[Stored data]
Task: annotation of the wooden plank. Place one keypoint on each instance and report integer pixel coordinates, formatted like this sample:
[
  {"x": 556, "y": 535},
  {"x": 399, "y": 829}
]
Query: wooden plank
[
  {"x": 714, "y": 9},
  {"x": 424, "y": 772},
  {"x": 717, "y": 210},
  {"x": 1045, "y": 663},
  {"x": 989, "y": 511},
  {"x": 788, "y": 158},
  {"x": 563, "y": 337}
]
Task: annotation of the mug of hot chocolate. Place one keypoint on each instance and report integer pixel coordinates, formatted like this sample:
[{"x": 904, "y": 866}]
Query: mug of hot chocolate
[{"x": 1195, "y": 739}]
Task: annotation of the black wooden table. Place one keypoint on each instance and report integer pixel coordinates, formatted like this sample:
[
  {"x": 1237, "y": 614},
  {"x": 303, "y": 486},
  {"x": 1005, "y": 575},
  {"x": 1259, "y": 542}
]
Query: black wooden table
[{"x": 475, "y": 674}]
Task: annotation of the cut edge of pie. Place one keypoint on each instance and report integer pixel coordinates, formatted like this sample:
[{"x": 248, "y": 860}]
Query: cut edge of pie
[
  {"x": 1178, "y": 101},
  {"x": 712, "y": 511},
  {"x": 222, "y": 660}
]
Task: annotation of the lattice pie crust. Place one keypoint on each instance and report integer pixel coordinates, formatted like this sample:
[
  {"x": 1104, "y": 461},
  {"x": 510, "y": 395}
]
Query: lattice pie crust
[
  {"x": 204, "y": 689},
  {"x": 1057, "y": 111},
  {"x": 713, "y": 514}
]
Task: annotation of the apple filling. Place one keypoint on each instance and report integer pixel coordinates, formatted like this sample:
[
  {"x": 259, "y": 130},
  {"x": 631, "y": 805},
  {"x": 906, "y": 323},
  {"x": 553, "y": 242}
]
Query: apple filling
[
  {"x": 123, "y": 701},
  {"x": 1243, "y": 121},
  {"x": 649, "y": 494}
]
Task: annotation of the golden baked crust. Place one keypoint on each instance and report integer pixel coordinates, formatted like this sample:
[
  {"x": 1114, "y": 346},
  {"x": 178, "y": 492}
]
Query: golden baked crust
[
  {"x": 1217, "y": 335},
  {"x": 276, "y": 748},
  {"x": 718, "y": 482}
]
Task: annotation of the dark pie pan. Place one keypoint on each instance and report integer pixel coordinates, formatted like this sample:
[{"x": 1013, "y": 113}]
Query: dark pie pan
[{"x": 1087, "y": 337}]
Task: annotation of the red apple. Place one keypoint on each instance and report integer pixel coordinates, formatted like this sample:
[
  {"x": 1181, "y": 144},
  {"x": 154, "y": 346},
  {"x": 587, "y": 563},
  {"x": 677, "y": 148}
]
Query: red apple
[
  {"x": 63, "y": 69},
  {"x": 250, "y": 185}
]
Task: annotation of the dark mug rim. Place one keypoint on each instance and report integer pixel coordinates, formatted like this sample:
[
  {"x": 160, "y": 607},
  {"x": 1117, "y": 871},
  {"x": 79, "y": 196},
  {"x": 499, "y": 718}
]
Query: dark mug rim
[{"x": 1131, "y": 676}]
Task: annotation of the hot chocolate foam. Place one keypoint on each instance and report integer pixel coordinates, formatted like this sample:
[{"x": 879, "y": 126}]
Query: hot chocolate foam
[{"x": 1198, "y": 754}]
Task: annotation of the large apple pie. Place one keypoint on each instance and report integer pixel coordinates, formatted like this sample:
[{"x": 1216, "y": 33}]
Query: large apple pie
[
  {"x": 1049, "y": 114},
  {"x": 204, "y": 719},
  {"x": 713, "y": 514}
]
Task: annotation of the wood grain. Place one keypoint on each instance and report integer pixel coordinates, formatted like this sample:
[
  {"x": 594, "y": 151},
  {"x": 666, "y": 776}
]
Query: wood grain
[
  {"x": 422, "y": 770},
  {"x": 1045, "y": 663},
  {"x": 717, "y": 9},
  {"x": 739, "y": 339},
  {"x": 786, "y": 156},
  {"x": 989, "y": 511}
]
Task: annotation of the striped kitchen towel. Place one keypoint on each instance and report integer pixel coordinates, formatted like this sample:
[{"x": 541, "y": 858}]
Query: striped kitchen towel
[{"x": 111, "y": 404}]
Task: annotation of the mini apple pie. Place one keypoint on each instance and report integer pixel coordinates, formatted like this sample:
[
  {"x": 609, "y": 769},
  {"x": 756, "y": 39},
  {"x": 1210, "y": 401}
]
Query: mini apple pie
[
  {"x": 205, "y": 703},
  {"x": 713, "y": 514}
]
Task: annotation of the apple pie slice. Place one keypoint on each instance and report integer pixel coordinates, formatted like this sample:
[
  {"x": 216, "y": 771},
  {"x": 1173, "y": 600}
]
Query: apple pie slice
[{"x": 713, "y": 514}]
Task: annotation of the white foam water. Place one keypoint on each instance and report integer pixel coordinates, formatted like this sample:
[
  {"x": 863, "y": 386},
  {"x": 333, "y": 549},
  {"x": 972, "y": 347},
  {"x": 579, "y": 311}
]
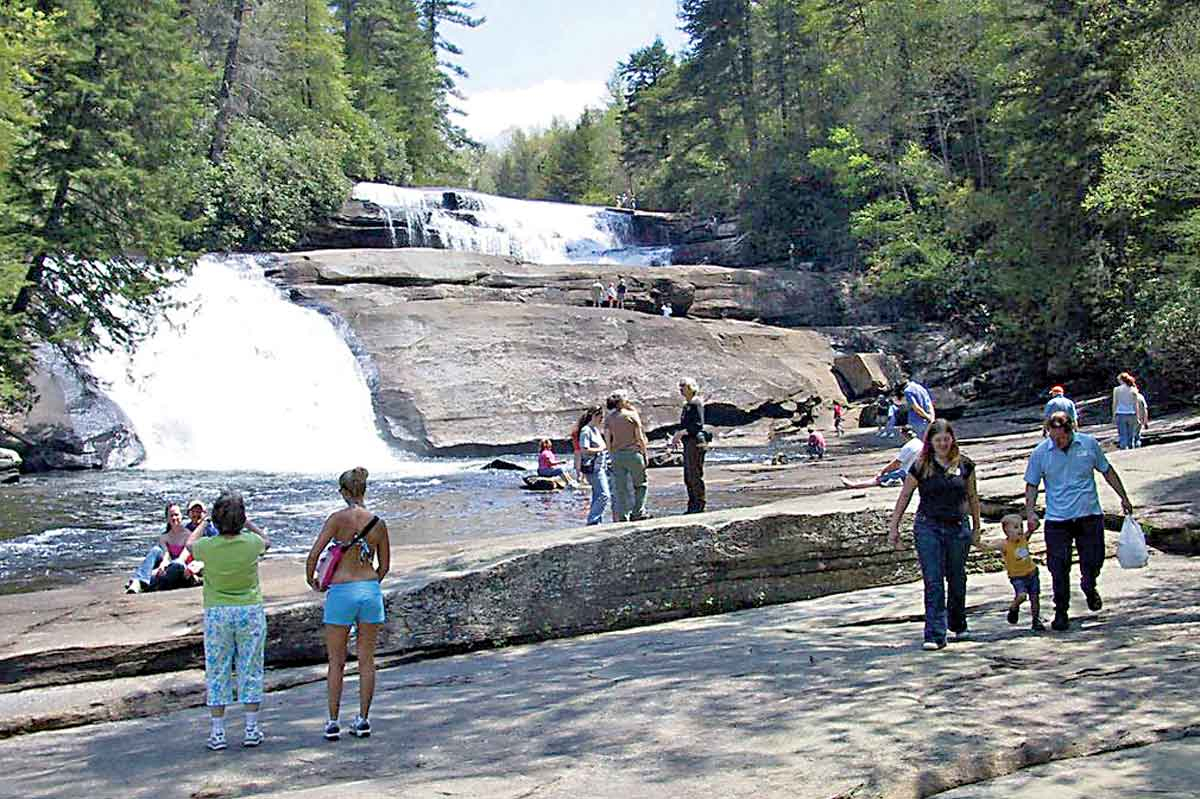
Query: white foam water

What is needed
What this exercise asks for is every line of the data above with the word "water".

Result of this task
Task: annotation of the white foam water. Place one keypoint on each instance and report integer pixel coordinates, formatted like this sample:
Query: white foam water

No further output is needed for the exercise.